Text excerpt

Re: [9fans] syscall 53

2014-05-19 Thread Charles Forsyth
On 19 May 2014 18:13, lu...@proxima.alt.za wrote:

 Curiously, I'm pretty certain that it was the issue of an fd that
 remained open (something to do with caching the /dev/time fd, if I
 remember right) that caused some tests to fall apart, probably because
 a test for leaking fds actually needed to cache the time of day for
 time out purposes.


That was entirely the result of a botched attempt to optimise something.
Remove that botched optimisation, and that problem goes away.


Re: [9fans] syscall 53

2014-05-19 Thread erik quanstrom
 On 19 May 2014 18:13, lu...@proxima.alt.za wrote:
 
  Curiously, I'm pretty certain that it was the issue of an fd that
  remained open (something to do with caching the /dev/time fd, if I
  remember right) that caused some tests to fall apart, probably because
  a test for leaking fds actually needed to cache the time of day for
  time out purposes.
 
 
 That was entirely the result of a botched attempt to optimise something.
 Remove that botched optimisation, and that problem goes away.

+1, or rather, exactly.

- erik



Re: [9fans] syscall 53

2014-05-19 Thread Aram Hăvărneanu
There are two separate issues here. First, there's the issue of
whether 9front and 9atom should incorporate the change.

Goals
a - In the syscall 53 thread excerpt, what does Charles Forsyth say the open-fd problem was entirely the result of?
b - Retype the syscall 53 thread excerpt word for word, starting with "2014-05-19 Thread Aram" and going on through "incorporate the change.".
c - Rewrite the paragraph of the syscall 53 thread excerpt beginning "Curiously, I'm pretty certain" as one shorter sentence that keeps its main facts.

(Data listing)

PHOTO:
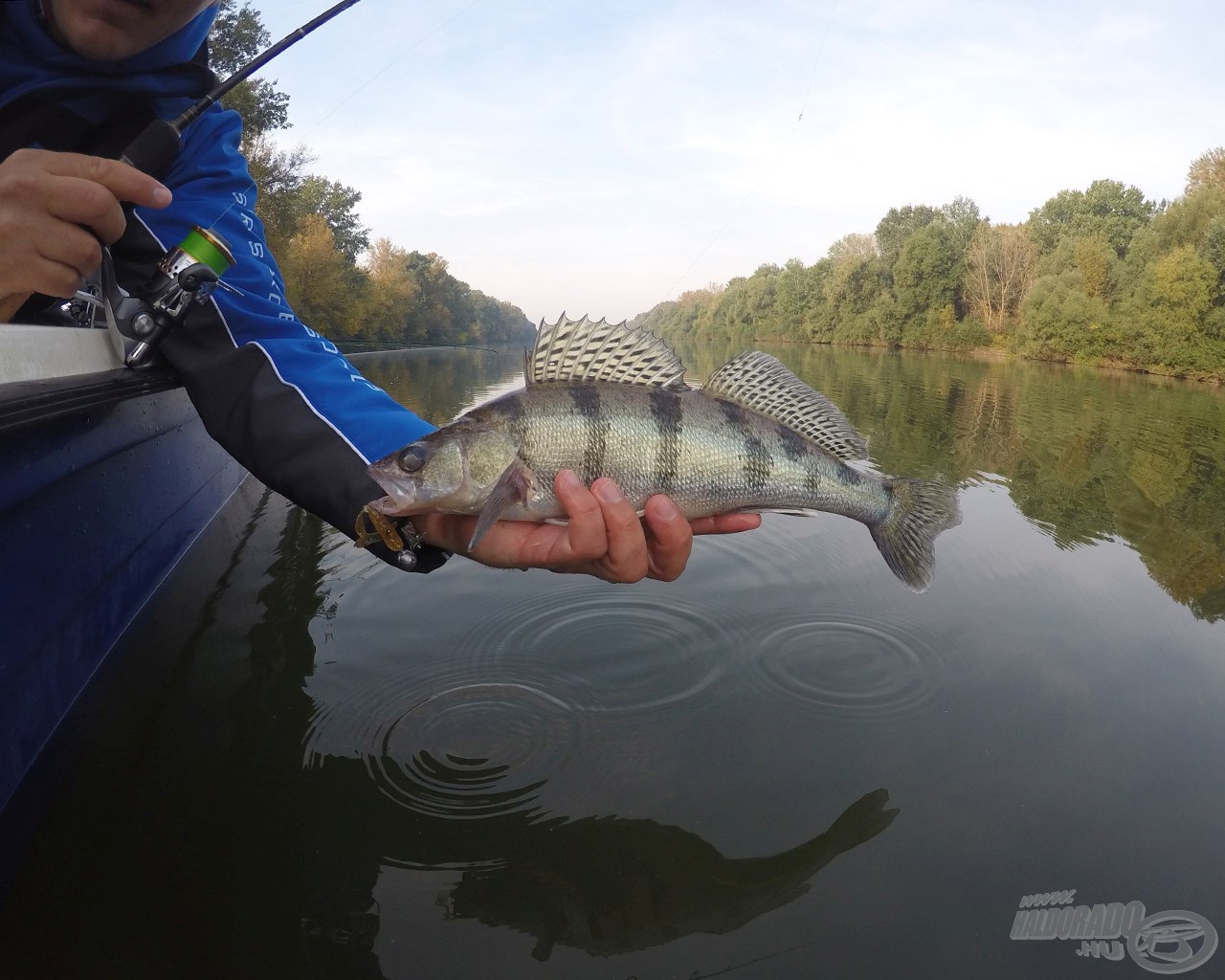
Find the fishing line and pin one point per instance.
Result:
(769, 167)
(388, 68)
(267, 56)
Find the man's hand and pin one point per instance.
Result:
(56, 210)
(604, 538)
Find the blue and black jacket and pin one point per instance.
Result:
(275, 393)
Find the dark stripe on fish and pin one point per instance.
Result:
(757, 463)
(587, 401)
(665, 410)
(512, 410)
(735, 415)
(794, 445)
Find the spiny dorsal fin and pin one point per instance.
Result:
(762, 384)
(589, 350)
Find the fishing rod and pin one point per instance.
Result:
(190, 271)
(158, 145)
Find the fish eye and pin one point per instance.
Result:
(413, 458)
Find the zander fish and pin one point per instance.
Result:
(607, 401)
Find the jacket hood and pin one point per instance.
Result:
(31, 59)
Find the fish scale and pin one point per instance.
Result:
(607, 401)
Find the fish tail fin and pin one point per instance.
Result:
(919, 511)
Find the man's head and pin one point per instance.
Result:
(112, 30)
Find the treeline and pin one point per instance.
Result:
(1102, 276)
(390, 297)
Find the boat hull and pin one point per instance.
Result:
(107, 479)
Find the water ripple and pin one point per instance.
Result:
(605, 650)
(835, 663)
(455, 747)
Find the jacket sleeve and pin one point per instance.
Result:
(276, 394)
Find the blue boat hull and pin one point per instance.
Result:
(107, 480)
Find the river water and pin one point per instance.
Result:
(786, 765)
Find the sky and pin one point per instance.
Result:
(603, 157)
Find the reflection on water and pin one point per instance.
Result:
(305, 764)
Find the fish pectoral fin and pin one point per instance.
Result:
(512, 488)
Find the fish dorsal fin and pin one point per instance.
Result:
(589, 350)
(762, 384)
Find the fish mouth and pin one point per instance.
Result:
(402, 499)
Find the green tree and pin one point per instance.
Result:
(962, 217)
(236, 37)
(1001, 262)
(278, 174)
(1061, 320)
(897, 226)
(1107, 210)
(1207, 170)
(322, 284)
(336, 202)
(927, 274)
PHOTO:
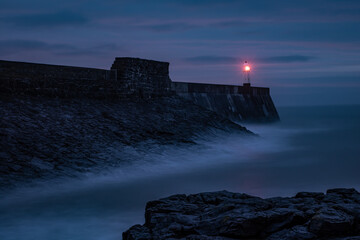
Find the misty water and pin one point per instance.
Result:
(311, 149)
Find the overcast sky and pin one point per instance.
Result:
(307, 52)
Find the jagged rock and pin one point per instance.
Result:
(226, 215)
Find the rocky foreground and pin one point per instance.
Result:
(226, 215)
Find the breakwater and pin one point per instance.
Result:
(134, 78)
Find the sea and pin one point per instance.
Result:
(312, 148)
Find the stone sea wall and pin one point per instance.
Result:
(238, 103)
(128, 77)
(134, 78)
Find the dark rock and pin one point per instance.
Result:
(226, 215)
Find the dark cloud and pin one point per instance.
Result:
(286, 59)
(9, 47)
(168, 27)
(15, 46)
(45, 20)
(232, 60)
(212, 59)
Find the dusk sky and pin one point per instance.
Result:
(307, 52)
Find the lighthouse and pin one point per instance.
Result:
(246, 71)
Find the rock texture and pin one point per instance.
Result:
(226, 215)
(43, 138)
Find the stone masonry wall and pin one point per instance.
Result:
(238, 103)
(55, 81)
(128, 77)
(144, 78)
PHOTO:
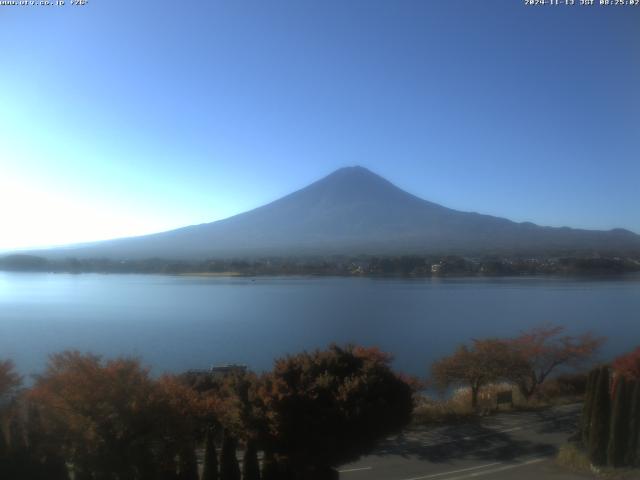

The responses
a - A botched attempt to optimise something.

b -
2014-05-19 Thread Aram Hăvărneanu
There are two separate issues here. First, there's the issue of
whether 9front and 9atom should incorporate the change.

c - The writer is fairly sure some tests fell apart because an fd stayed open, apparently from caching the /dev/time fd, probably because a test for leaking fds needed to cache the time of day for timeouts.